EXTRACT:
_ _ _ _

Mycorrhiza is something of a buzzword in horticulture and this exhibit focuses on the positive and beneficial links between certain fungi and green plants. The emphasis in the display is on symbiosis with trees that may readily be grown in the garden. Fungi that in this way are of direct benefit in the garden become the ‘stars’ of the exhibit.
The display includes a new range of life-like models of 25 mycorrhizal fungi species that have established symbiotic links with native trees including beech, English oak, weeping birch, Scot’s pine, European larch and spruce.
British Beekeepers' Association
Urban Beekeping
This exhibit is a roof garden that could belong to a city beekeeper and that shows visitors how bees can be kept safely in an urban environment. The garden shows how bees can thrive in an urban environment as they have the advantage of a massive range of trees and garden plants on the doorstep, far wider than would be found in today’s monoculture countryside. Bees can find nectar everywhere in the city - from street trees to railway embankments.
The roof terrace is filled with fruit and flowers growing in planters and smaller containers. The organisers also hope to include espaliered fruit trees that would benefit from bee pollination, plus a selection of bee-friendly plants such as lavenders and wallflowers. On one side of the exhibit is a beekeeper’s shed with rows of different types of honey, glowing like treasure. On the floor of the shed is beekeeping equipment including bee veils, smokers and hive tools. In the centre of the terrace is a table with partially assembled frames by the beehive. At the front of the display are two hives. One of these is a display hive and the other a complete hive, with frames of honey in the top so that people can look inside and smell the honey.

_ _ _ _

Return the passage of the exhibit descriptions that begins at the words "The display includes" and ends after "to railway embankments.", copied word for word. These records were taken from a separate source, not from the exhibit descriptions.

Coordinate labeling data
_ _ _ _

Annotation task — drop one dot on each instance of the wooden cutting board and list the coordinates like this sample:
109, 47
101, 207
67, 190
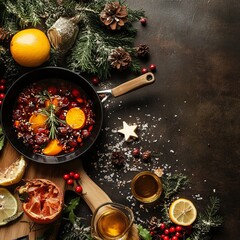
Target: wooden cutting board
94, 196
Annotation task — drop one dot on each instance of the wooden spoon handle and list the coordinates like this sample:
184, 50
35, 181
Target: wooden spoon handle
133, 84
93, 195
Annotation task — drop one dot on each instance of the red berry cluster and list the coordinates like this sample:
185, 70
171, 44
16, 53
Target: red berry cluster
143, 21
2, 90
152, 68
173, 232
70, 178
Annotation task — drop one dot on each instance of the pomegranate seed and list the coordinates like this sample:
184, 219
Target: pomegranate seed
76, 176
78, 189
70, 181
66, 176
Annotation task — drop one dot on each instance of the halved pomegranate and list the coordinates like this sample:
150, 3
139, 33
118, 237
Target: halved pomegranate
42, 200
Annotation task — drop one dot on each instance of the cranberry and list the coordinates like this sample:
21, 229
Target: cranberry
73, 104
143, 21
52, 90
75, 92
78, 189
70, 181
178, 234
2, 81
153, 67
2, 88
95, 80
166, 231
144, 70
179, 228
136, 152
66, 176
162, 226
2, 95
76, 176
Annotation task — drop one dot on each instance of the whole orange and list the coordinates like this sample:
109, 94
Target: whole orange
30, 47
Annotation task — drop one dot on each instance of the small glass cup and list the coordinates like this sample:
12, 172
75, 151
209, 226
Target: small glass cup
146, 187
111, 221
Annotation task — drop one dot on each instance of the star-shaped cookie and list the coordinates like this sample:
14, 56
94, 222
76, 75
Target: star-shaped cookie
128, 131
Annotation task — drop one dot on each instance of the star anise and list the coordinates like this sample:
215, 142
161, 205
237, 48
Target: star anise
118, 159
114, 15
119, 58
142, 50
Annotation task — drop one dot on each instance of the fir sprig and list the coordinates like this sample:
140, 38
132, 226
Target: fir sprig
207, 220
50, 111
73, 228
93, 44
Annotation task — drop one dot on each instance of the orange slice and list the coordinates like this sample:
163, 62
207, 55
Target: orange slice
53, 102
75, 118
182, 212
38, 120
53, 148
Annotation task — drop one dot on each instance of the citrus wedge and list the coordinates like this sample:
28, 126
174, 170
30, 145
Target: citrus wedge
14, 173
75, 118
53, 148
37, 121
8, 206
182, 212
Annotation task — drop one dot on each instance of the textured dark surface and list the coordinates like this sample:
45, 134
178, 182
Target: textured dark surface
190, 117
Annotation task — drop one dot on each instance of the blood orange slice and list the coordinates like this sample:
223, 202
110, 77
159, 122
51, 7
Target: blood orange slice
42, 200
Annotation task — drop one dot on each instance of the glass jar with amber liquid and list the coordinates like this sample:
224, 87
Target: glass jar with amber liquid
146, 187
112, 221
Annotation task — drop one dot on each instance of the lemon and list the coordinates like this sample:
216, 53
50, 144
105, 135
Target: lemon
182, 212
30, 47
8, 206
14, 173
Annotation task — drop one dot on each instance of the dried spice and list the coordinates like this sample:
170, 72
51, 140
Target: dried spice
146, 156
142, 50
114, 15
119, 58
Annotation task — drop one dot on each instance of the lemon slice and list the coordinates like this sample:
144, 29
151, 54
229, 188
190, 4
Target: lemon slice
182, 212
14, 173
8, 206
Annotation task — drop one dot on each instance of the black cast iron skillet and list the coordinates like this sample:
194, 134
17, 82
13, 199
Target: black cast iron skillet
48, 73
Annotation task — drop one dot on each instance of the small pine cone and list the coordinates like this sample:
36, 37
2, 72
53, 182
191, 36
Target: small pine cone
119, 58
146, 156
114, 15
4, 34
118, 159
142, 50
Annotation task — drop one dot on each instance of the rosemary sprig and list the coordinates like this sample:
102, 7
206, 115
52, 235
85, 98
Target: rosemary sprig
50, 111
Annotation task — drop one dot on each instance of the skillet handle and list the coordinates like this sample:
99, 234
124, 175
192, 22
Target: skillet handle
145, 79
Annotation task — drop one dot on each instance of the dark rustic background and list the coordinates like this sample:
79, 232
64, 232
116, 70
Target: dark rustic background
189, 118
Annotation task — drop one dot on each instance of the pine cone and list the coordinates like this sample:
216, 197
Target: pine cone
114, 15
142, 50
4, 34
119, 58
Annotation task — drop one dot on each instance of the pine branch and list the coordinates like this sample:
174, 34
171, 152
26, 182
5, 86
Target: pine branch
173, 184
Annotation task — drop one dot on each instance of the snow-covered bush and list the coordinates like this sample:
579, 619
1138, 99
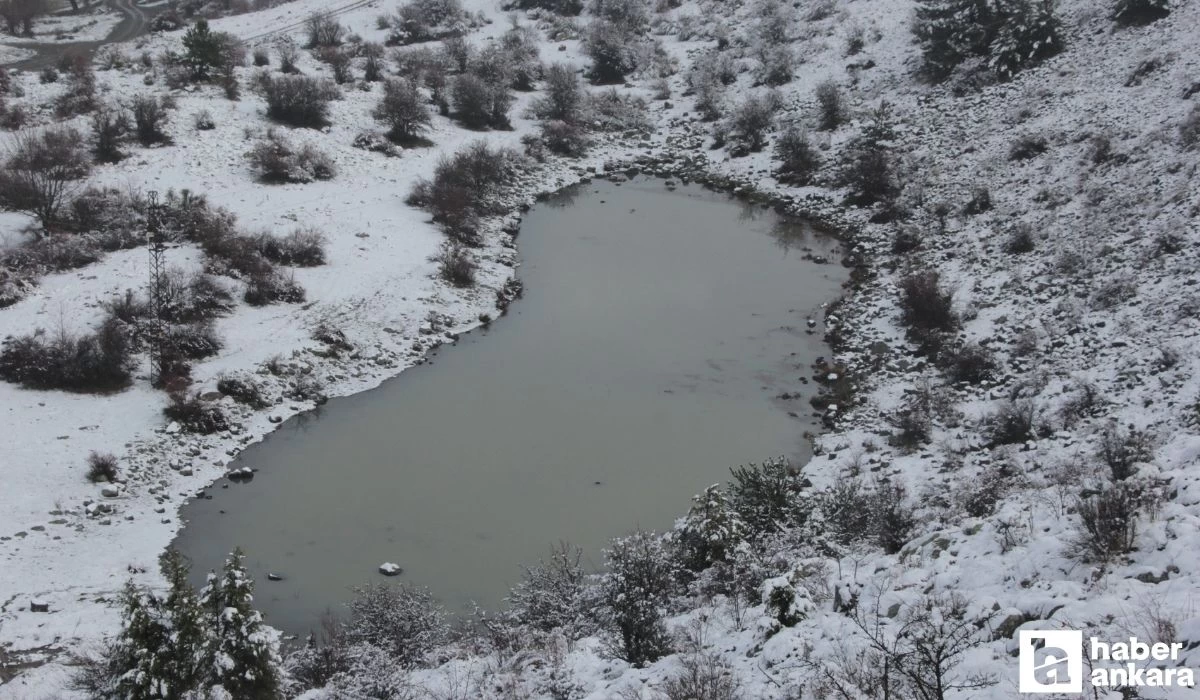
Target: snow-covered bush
1139, 12
635, 590
1108, 522
42, 172
298, 100
1013, 423
456, 265
969, 363
747, 129
466, 186
798, 159
150, 117
276, 160
1009, 34
96, 362
479, 103
564, 138
927, 309
563, 95
402, 108
109, 129
711, 531
271, 287
339, 61
244, 389
613, 51
405, 622
868, 166
831, 112
421, 21
101, 467
304, 247
552, 594
323, 30
195, 414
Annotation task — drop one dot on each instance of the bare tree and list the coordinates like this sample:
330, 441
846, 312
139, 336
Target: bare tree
42, 172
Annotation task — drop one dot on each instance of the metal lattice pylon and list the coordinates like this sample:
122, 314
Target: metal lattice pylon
157, 246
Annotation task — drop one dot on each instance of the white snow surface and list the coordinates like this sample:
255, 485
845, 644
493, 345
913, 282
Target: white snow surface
1107, 215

_ _ _ _

SOLUTION:
The display includes a new range of life-like models of 25 mycorrhizal fungi species that have established symbiotic links with native trees including beech, English oak, weeping birch, Scot’s pine, European larch and spruce.
British Beekeepers' Association
Urban Beekeping
This exhibit is a roof garden that could belong to a city beekeeper and that shows visitors how bees can be kept safely in an urban environment. The garden shows how bees can thrive in an urban environment as they have the advantage of a massive range of trees and garden plants on the doorstep, far wider than would be found in today’s monoculture countryside. Bees can find nectar everywhere in the city - from street trees to railway embankments.